Uma nova onda de liminares ligadas à produção de petróleo e gás natural começou no Brasil. As ações são movidas por municípios, sobretudo no Nordeste, que entram na Justiça para receber parte dos royalties da produção de petróleo e gás distribuídos mensalmente pela Agência Nacional do Petróleo (ANP).
Só em outubro a ANP pagou R$ 13,6 milhões em royalties a 33 municípios que conseguiram liminares na Justiça com o argumento que possuem instalações marítimas e/ou terrestres de embarque e desembarque de petróleo ou gás natural. Destes, 25 ganharam a liminar com o argumento de que possuem uma "city gate" (estação de transferência de gás), e outros porque possuem gasoduto ou parques de tancagem.
O montante pago representa 6% dos R$ 230 milhões pagos neste mês aos cerca de 900 municípios que receberam royalties no país. Desde 2002, quando surgiram as primeiras ações judiciais do gênero, até outubro de 2007 a ANP pagou cerca de R$ 380 milhões em royalties para municípios amparados em liminares. O entendimento técnico da ANP é de que este pagamento é indevido. Dos 33 que ganharam liminares, 19 nunca receberam royalties antes de 2002 - quando os critérios definidos em lei passaram a ser adotados para o pagamento dos royalties.

→ **TRECHOS DE DADOS**:

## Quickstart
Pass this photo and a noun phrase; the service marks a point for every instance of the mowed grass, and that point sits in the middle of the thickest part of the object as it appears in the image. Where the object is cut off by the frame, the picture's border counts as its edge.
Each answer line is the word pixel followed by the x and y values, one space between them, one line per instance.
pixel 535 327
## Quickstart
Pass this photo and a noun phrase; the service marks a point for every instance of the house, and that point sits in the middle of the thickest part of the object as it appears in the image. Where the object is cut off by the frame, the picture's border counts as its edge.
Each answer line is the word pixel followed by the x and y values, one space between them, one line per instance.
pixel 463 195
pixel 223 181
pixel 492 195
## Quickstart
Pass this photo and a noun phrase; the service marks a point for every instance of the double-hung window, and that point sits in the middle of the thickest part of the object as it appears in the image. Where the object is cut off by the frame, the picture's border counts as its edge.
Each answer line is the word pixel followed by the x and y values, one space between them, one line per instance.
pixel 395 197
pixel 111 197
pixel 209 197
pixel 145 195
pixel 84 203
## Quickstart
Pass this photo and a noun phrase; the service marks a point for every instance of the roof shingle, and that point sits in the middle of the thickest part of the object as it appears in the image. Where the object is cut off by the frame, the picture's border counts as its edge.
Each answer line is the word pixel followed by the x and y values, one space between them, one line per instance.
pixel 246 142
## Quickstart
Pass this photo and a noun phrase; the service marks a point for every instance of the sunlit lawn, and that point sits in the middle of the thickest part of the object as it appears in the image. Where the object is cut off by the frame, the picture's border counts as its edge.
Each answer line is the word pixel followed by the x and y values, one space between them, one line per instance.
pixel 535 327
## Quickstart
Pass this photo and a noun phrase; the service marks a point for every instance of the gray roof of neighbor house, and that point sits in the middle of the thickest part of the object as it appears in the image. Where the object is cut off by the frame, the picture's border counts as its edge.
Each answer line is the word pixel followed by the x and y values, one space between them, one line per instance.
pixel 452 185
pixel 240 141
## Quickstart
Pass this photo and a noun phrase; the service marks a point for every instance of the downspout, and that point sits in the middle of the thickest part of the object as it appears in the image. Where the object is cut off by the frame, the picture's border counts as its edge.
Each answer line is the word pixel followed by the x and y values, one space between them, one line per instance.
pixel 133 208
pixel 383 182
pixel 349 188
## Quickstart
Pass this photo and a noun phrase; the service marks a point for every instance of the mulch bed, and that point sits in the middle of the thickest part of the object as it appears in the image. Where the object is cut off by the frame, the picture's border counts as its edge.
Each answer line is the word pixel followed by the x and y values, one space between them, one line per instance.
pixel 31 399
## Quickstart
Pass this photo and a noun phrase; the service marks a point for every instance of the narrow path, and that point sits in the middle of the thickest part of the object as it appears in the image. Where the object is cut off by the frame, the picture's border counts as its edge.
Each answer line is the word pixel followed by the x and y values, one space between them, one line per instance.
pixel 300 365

→ **SOBRE A TAREFA**:
Explique, em uma a três frases, com base em que argumento os 33 municípios citados no texto sobre royalties de petróleo obtiveram liminares na Justiça. Os dados são um material à parte, independente do texto.

→ **RESPOSTA**:
Eles argumentaram que possuem instalações marítimas e/ou terrestres de embarque e desembarque de petróleo ou gás natural. Desses municípios, 25 ganharam a liminar por possuírem uma "city gate" (estação de transferência de gás), e os outros por possuírem gasoduto ou parques de tancagem.